:: Provided entries ::
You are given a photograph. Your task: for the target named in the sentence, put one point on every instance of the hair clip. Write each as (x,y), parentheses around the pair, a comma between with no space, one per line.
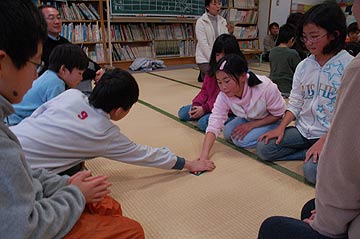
(222,65)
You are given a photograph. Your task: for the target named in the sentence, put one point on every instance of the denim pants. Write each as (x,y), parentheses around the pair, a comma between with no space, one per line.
(203,121)
(251,139)
(293,146)
(287,228)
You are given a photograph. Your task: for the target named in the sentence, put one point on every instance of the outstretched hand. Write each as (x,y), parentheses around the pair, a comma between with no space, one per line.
(94,188)
(198,165)
(277,133)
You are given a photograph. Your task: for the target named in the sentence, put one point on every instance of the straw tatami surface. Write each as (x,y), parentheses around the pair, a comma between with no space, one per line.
(230,202)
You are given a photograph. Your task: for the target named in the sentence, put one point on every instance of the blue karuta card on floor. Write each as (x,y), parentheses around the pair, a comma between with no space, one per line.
(198,174)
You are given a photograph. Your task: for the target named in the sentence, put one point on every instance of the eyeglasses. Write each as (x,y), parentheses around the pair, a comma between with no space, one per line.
(52,18)
(312,39)
(216,3)
(39,67)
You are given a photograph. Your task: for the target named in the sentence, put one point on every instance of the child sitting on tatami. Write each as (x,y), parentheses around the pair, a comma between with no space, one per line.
(73,128)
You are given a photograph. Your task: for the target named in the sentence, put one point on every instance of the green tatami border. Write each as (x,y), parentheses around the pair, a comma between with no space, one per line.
(168,78)
(223,141)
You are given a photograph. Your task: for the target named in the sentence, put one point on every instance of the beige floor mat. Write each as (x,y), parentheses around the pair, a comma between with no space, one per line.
(189,75)
(230,202)
(169,96)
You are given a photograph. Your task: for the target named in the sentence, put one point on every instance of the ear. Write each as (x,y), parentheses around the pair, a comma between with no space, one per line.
(243,77)
(335,35)
(2,57)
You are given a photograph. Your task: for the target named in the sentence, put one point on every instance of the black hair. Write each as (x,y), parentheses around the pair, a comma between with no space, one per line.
(327,15)
(273,24)
(235,66)
(116,88)
(69,55)
(286,32)
(41,7)
(22,28)
(294,18)
(353,27)
(227,44)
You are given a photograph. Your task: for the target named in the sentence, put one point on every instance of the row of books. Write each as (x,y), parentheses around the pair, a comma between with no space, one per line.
(245,32)
(240,16)
(126,52)
(76,11)
(81,32)
(148,32)
(175,48)
(254,44)
(131,32)
(95,53)
(243,3)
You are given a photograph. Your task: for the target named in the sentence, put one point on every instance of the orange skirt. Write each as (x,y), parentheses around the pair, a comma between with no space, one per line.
(104,220)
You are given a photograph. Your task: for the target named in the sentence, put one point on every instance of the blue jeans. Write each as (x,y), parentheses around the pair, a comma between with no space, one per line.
(251,139)
(286,227)
(202,121)
(293,146)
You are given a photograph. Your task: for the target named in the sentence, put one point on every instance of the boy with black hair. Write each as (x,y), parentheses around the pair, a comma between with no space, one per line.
(54,27)
(34,203)
(66,66)
(89,126)
(283,59)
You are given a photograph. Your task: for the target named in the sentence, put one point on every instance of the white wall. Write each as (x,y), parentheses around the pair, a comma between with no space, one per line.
(264,6)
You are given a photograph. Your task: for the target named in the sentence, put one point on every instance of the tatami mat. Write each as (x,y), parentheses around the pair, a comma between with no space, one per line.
(230,202)
(169,95)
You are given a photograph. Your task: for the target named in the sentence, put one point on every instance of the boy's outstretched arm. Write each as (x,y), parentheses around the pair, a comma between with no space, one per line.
(199,165)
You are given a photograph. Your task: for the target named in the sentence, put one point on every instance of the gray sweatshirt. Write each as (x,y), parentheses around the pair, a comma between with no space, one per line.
(33,203)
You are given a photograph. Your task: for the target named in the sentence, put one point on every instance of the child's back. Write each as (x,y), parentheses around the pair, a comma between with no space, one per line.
(67,63)
(283,60)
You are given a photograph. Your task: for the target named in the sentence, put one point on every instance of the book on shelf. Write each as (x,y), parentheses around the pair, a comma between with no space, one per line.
(75,11)
(254,44)
(241,32)
(243,4)
(81,32)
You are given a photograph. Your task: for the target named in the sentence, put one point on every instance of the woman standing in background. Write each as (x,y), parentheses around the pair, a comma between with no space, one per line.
(208,27)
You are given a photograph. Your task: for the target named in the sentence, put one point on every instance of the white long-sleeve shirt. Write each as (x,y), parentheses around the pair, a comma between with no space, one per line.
(313,95)
(68,130)
(205,35)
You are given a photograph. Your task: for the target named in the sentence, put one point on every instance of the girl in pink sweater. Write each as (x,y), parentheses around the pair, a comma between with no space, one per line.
(202,104)
(255,100)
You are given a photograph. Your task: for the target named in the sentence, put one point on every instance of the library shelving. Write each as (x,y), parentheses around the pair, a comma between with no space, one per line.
(243,14)
(166,38)
(83,24)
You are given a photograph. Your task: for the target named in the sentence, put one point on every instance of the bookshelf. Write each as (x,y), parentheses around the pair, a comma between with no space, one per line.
(169,39)
(243,14)
(89,23)
(83,24)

:: Try it ::
Could the data above be repeated exactly, with every picture dropped?

:: Solution to the exercise ::
You are given a photograph. Your task: for the target named in the sentence, put one point on every instance of the hair clip. Write each as (x,y), parentheses around the pair, a comma between with no space, one per line.
(222,65)
You are given a photograph. Your task: for the target named in the sentence, put one point on every instance of the denim pants. Write each as (x,y), parentheses around the pair, a comma between with no space, one per line.
(203,121)
(251,139)
(293,146)
(287,228)
You are given a photograph. Your task: for the target named in the sentence, put one point on every instance of the outstretched hand. Write each as (x,y), parentheses around the pair, a comma between with no space, one per line.
(94,188)
(198,165)
(277,133)
You are given a photograph. Your task: for the target named in the sentence, put one point on every instance of the straw tatami surface. Write each as (x,y), parentheses around the pair, a comma between with no space, one per line.
(230,202)
You are given a photograph. Your task: for the target named in the sentence, put one point on every instance of the blue karuta card on floor. Write each as (x,y), parentheses around the pair, a comma between with no space, one per line.
(198,174)
You are given a photograph. Your task: for the target named in the sentence, put one point on every instance of the eyeglasses. Write each as (x,y), parentheses around the pair, a comma between with no space, one per line.
(52,18)
(312,39)
(216,3)
(39,67)
You are given a photograph. Your task: for the target named in the sentence, put one point on every instance of the child sitting on tatami. Write each as (x,y), parentheses around the pair, a comma between with no space, one per line.
(73,128)
You are given a photograph. Your task: for the target named in the sentence, put one point on every instance of the green tatami border. Write each as (x,y), parentheses around the pair, a comma between with no space, one per line.
(168,78)
(223,141)
You are given a photograph. Your task: for the target named in the sentence, put one point on every instance of the beige floor mat. Write each as (x,y), parentheses around the pair, a comma between with no space, one per line.
(189,75)
(230,202)
(169,96)
You are given a photograph. Your task: for the target named in the sentence, put one point on every instance of the ear. Write each as (x,y), parentheses around the pair, a comma between with no space, one per line.
(243,77)
(335,35)
(2,57)
You are given a photograph. Your task: for the target named in the sentence, put one point on every instance of the black hair. Write each as (x,y), parentheses around the pair, a comma between with no space, one per line.
(327,15)
(273,24)
(235,66)
(116,88)
(69,55)
(286,32)
(41,7)
(22,28)
(294,18)
(353,27)
(227,44)
You are given a photograph. Your task: for the target named in the sentence, put one point on every instance of the row of books. Write each as (x,y), parentheses around the pair, a comma between with no space, one per line.
(245,32)
(240,16)
(126,52)
(76,11)
(81,32)
(148,32)
(175,48)
(254,44)
(131,32)
(95,53)
(243,3)
You are given a photograph. Your task: for the target named in the sentence, put one point on every instance of the orange skirt. Write each as (x,y), parentheses around the pair, a comma between with no space, one per line.
(104,220)
You are given a photograph. Your task: for the target named in the sentence, put one point on every instance of the blue jeans. Write each as (x,y), parentheses around the pair, a comma between with no space, one per line.
(251,139)
(286,227)
(202,121)
(293,146)
You are given a photograph. Your task: for the target named in the sentence, put one point on every instance of the boy with black hair. Write each as (x,y), parentheses around the pair, a comma between with no space, one per line.
(54,27)
(34,203)
(66,66)
(89,126)
(283,59)
You are given a photograph. Your task: for the target named in the sentence, put one point on every instance of the white wall. Write each as (x,y), parentheses around the pair, a comma between with no space, one per line.
(264,6)
You are given a photograph. Your task: for the target named in the sentence, put one point on every instance of the tatami mat. Write each as (x,y), parentheses around the pair, a comma between with no space, one per line.
(230,202)
(169,95)
You are given a photograph. Your task: for the target named in the sentence, put one point on every instance of the boy's outstretched arm. Write each as (x,y), parentheses around the pair, a comma between with no space, one per line.
(199,165)
You are given a photograph. Your task: for the target named in the sentence, put one point on every instance of the gray sweatshirt. Write each as (x,y), parentheses around the pair, a comma between with no space, one per line.
(33,203)
You are given a photograph. Your task: for the target named in the sentence, put one point on every instance of the child's back. Write each as (x,y), parentheses around the pair, a comma between with no space, one per line.
(67,63)
(283,60)
You are given a photograph. Your task: for the target named in the sentence, put one point on every instance of the book on shelf. Write each as (x,y), parentheses around the pair, a comma between with no space, one per line.
(75,11)
(254,44)
(241,32)
(243,4)
(81,32)
You are given a photograph. Your task: for the target named in the sentence, put one point on every instance of the woman standing in background. Write each as (x,y), parentheses around the pair, a comma between with no space, one per line.
(208,27)
You are given a photograph. Your task: for the target named in the sentence, put one point on every instance of the white long-sleeve shirt. Write each as (x,y), parentheses around the pair, a comma between with no space, one per line.
(313,95)
(68,130)
(205,35)
You are given a photograph. Your task: for the target named in the sentence, put one point on every instance of the girl in pink sweater. Write each as (x,y), parentheses around the pair, a comma between with no space, one per line.
(202,104)
(255,100)
You are given a photograph. Your task: for the target named in the sentence, put one point on every instance of the library shelving. Write each as (x,y), parentheses around the pair, a comma between with no space, one per line.
(243,14)
(166,38)
(83,24)
You are given a photograph. Your task: for the target named in the sentence, put one point on every instance of the bookshelf. Write each as (x,y), parentheses around the pair, a comma between with no space, one per line.
(169,39)
(243,14)
(89,23)
(83,24)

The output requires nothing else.